## Page extract:
+---+

Hi,
Here's a rebased version of the patch, addressing a couple bugs with
scrollable cursors that Peter reported to me off-list. The patch did not
handle that quite right, resulting either in incorrect results (when the
position happened to be off by one), or crashes (when it got out of sync
with the read stream).
But then there are some issues with array keys and mark/restore,
triggered by Peter's "dynamic SAOP advancement" tests in extra tests
(some of the tests use data files too large to post on hackers, it's
available in the github branch). The patch used to handle mark/restore
entirely in indexam.c, and for simple scans that works. But with array
keys the btree code needs to update the moreLeft/moreRight/needPrimScan
flags, so that after restoring it knows where to continue.
There's two "fix" patches trying to make this work - it does not crash,
and almost all the "incorrect" query results are actually stats about
buffer hits etc. And that is expected to change with prefetching, not a
bug. But then there are a bunch of explains where the number of index
scans changed, e.g. like
- Index Searches: 5
+ Index Searches: 4
And that is almost certainly a bug.
I haven't figured this out yet, and I feel a bit lost again :-(
It made me think again whether it makes sense to make this fundamental
redesign of the index AM interface a prerequisite for prefetching. I
don't dispute the advantages of this new design, with indexam.c
responsible for more stuff (e.g. when a batch gets freed). It seems more
flexible and might make some stuff easier, and if we were designing it
now, we'd do it that way ...
Even if I eventually to fix this issue, will I ever be sufficiently
confident about correctness of the new code, enough to commit that?
Perhaps I'm too skeptical, but I'm not really sure about that anymore.
After thinking about this for a while, I decided to revisit the approach
used in the experimental patch I spoke about at pgconf.dev unconference
in 2023, and see if maybe it could be made to work.
That patch was pretty dumb - it simply initiated prefetches from the AM,
by calling PrefetchBuffer(). And the arguments against that doing this
from the AM seems like a layering violation, that every AM would need to
do a copy of this, because each AM has a different representation of the
internal scan state.
But after looking at it with fresh eyes, this seems fixable. It might
have been "more true" with the fadvise-based prefetching, but with the
ReadStream the amount of new AM code is *much* smaller. It doesn't need
to track the distance, or anything like that - that's handled by the
ReadStream. It just needs to respond to read_next callback. It also
doesn't feel like a layering violation, for the same reason.

+---+

## Listing:

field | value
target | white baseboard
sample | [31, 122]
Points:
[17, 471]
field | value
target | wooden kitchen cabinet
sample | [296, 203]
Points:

+---+

## Task goal:
Write the next part of the post about the index prefetching patch, picking up after its final sentence.

## Response:
I gave this a try last week, and I was surprised how easy it was to make
this work, and how small and simple the patches are - see the attached
simple-prefetch.tgz archive:
infrastructure - 22kB
btree - 10kB
hash - 7kB
gist - 10kB
spgist - 16kB
That's a grand total of ~64kB (there might be some more improvements
necessary, esp. in the gist/spgist part).
Now compare that with the more complex patch, where we have
infrastructure - 100kB
nbtree - 100kB
And that's just one index type. The other index types would probably
need a comparable amount of new code eventually ...
Sure, it can probably be made somewhat smaller (e.g. the nbtree code
copies a lot of stuff to support both the old and new approach, and that
might be reduced if we ditch the old one), and some of the diff are
comments. But even considering all that the size/complexity difference
will remain significant.
The one real limitation of the simpler approach is that prefetching is
limited to a single leaf page - we can't prefetch from the next one,
until the scan advances to it. But based on experiments comparing this
simpler and the "complex" approach, I don't think that really matters
that much. I haven't seen any difference for regular queries.
The one case where I think it might matter is queries with array keys,
where each array key matches a single tuple on a different leaf page.
The complex patch might prefetch tuples for later array values, while
the simpler patch won't be able to do that. If an array key matches
multiple tuples, the simple patch can prefetch those just fine, of
course. I don't know which case is more likely.
One argument for moving more stuff (including prefetching) to indexam.c
was it seems desirable to have one "component" aware of all the relevant
information, so that it can adjust prefetching in some way. I believe
that's still possible even with the simpler patch - nothing prevents
adding a "struct" to the scan descriptor, and using it from the
read_next callback or something like that.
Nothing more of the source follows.